Text shown:
——

It's not a short hike. The West Coast trail has two starting points: one at the north end of the trail in Pachena Bay, and one at the south end in Port Renfrew. And while the trail is only 75 kilometres long, it takes the average hiker 5-7 days to complete. I found that the reason it can take so long is due to a few factors like hundreds of ladders, the ever-changing tides, lengthy sections of mud up to your elbows and of course the time you'll need to enjoy the beauty and sights of the trail. For most of the trail there is the option to take a beach route as opposed to the forest trail, which boast several beautiful kilometres of easy beach shelf walking, where you can admire the tidal pools. In other parts of the trail, you have no choice but to trek through the forest. 

Here are some fascinating finds from my recent adventure on this majestic trail. 

Alluring Anemones

The Aggregate Green Anemone, Anthopleura elegantissima, grows on rocks in intertidal and subtidal areas. The green colour of this anemone comes from the unicellular algae, Chorella, in their tissues. In low light conditions, such as under docks or in caves, this anemone can lose their algae and, as a result, turn white with pink tips. This species has a knob of white tentacles that have stinging cells to fight off anemones that don’t belong to the colony.

——

Data shown:
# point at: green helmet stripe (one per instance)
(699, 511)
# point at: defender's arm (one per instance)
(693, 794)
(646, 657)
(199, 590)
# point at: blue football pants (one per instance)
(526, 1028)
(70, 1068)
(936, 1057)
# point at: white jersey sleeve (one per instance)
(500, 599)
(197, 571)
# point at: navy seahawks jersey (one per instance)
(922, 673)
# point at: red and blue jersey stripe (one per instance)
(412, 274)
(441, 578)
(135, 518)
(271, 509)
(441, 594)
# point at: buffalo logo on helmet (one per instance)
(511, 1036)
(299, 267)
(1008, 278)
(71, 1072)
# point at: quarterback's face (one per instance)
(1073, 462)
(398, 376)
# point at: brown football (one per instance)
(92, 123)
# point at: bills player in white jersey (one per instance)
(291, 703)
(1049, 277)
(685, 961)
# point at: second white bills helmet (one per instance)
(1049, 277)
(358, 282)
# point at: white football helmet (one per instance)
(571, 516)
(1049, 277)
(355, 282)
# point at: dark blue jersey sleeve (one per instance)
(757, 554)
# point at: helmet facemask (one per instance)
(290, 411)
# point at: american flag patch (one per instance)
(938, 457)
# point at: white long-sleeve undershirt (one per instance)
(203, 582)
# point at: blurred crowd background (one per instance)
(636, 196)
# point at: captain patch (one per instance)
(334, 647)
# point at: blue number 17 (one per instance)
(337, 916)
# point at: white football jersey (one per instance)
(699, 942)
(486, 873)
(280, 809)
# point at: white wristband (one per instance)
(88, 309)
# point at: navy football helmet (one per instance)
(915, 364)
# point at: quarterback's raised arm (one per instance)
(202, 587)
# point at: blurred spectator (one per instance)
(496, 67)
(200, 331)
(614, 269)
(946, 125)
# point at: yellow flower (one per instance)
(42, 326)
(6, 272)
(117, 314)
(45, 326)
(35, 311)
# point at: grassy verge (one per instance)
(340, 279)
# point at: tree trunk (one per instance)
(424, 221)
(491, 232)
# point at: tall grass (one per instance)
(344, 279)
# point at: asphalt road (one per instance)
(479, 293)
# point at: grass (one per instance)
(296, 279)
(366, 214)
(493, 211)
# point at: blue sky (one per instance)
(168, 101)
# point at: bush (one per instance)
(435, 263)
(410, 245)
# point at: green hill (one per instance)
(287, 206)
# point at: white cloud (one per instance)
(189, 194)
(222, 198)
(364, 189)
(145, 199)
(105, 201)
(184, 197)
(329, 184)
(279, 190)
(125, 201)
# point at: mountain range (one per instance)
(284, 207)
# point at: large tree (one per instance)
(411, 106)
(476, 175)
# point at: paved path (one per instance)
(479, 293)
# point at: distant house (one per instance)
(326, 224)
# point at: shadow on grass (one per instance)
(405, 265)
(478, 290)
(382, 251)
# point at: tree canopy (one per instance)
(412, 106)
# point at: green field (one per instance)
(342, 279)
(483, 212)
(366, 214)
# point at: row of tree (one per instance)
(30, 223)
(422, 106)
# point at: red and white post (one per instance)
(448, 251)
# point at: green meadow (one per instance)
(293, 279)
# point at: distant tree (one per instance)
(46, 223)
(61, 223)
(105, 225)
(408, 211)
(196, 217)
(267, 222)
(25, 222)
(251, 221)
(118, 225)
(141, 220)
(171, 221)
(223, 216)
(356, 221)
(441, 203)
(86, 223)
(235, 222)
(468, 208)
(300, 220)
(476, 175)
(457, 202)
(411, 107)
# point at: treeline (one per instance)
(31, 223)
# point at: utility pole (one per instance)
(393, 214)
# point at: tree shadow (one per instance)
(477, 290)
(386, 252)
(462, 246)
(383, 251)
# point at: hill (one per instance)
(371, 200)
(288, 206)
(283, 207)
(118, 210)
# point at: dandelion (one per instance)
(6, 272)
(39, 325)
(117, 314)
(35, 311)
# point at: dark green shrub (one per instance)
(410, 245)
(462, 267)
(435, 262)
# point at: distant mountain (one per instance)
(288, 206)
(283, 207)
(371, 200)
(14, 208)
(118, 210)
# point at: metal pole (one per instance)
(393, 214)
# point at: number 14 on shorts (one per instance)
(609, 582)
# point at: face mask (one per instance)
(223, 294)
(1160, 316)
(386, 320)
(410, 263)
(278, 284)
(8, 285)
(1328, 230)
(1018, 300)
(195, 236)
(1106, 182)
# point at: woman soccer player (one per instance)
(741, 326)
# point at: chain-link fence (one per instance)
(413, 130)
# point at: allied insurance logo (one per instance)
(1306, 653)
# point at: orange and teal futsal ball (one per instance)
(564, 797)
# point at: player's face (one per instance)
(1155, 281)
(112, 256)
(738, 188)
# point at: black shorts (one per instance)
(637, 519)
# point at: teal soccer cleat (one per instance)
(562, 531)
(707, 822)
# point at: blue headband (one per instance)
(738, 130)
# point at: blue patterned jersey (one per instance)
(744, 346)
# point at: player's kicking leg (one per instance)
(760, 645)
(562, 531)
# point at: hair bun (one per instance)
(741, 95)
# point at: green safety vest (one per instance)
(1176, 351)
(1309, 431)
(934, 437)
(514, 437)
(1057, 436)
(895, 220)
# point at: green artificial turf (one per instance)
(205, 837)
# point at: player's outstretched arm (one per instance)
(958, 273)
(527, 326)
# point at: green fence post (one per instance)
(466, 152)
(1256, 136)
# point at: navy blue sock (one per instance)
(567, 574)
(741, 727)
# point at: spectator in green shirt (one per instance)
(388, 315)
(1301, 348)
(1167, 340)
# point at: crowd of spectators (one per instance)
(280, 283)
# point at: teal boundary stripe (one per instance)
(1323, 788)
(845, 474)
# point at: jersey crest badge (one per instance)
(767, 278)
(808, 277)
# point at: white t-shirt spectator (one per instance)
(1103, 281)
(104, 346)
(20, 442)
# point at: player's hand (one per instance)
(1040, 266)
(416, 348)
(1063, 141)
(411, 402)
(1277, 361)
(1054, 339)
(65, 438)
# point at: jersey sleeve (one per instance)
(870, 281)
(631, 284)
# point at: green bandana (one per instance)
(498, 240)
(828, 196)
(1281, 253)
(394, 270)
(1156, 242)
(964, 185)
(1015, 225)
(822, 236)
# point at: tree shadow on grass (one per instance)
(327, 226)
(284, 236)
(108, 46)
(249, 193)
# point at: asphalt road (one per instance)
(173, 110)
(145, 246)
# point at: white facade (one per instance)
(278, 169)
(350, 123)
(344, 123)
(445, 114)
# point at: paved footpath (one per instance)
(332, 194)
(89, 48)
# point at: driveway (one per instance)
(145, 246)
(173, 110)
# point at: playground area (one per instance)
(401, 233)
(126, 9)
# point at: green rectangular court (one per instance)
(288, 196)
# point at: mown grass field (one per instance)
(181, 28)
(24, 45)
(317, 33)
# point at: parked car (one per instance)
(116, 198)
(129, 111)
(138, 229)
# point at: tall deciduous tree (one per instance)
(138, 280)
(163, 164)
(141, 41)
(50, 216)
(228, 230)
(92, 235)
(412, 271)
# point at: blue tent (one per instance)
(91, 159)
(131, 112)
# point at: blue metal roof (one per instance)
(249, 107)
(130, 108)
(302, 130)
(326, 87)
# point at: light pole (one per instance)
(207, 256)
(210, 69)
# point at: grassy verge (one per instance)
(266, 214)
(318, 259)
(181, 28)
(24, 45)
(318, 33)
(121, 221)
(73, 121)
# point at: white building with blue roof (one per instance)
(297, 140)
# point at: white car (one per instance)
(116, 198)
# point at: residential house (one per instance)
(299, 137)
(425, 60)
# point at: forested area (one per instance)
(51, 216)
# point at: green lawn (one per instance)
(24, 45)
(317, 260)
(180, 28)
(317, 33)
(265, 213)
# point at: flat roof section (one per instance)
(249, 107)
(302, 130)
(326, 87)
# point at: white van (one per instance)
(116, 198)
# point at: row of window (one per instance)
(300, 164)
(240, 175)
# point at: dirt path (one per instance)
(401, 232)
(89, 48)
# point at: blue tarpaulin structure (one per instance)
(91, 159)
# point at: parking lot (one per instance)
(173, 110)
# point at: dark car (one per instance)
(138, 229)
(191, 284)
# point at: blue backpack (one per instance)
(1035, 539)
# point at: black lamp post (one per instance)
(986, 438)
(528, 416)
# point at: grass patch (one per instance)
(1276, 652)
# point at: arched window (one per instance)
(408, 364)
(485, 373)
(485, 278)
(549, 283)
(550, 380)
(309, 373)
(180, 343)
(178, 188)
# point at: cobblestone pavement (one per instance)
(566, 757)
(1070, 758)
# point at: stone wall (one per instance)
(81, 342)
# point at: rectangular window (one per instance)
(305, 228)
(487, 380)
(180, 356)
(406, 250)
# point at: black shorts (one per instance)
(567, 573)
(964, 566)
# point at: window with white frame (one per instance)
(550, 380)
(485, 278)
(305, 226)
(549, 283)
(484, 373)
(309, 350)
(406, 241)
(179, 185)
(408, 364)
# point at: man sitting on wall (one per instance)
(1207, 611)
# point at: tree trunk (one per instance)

——

What you need to do:
[a] Condense the paragraph of the West Coast Trail text that begins "The Aggregate Green Anemone" into a short bulleted list that keeps its main facts.
[b] Reproduce the West Coast Trail text exactly from "It's not a short" to "this majestic trail.".

Responses by task:
[a]
- The Aggregate Green Anemone (Anthopleura elegantissima) grows on rocks in intertidal and subtidal areas.
- Its green color comes from unicellular algae in its tissues.
- In low light, such as under docks or in caves, it can lose its algae and turn white with pink tips.
- It has a knob of white tentacles with stinging cells that fight off anemones from outside the colony.

[b]
It's not a short hike. The West Coast trail has two starting points: one at the north end of the trail in Pachena Bay, and one at the south end in Port Renfrew. And while the trail is only 75 kilometres long, it takes the average hiker 5-7 days to complete. I found that the reason it can take so long is due to a few factors like hundreds of ladders, the ever-changing tides, lengthy sections of mud up to your elbows and of course the time you'll need to enjoy the beauty and sights of the trail. For most of the trail there is the option to take a beach route as opposed to the forest trail, which boast several beautiful kilometres of easy beach shelf walking, where you can admire the tidal pools. In other parts of the trail, you have no choice but to trek through the forest. 

Here are some fascinating finds from my recent adventure on this majestic trail.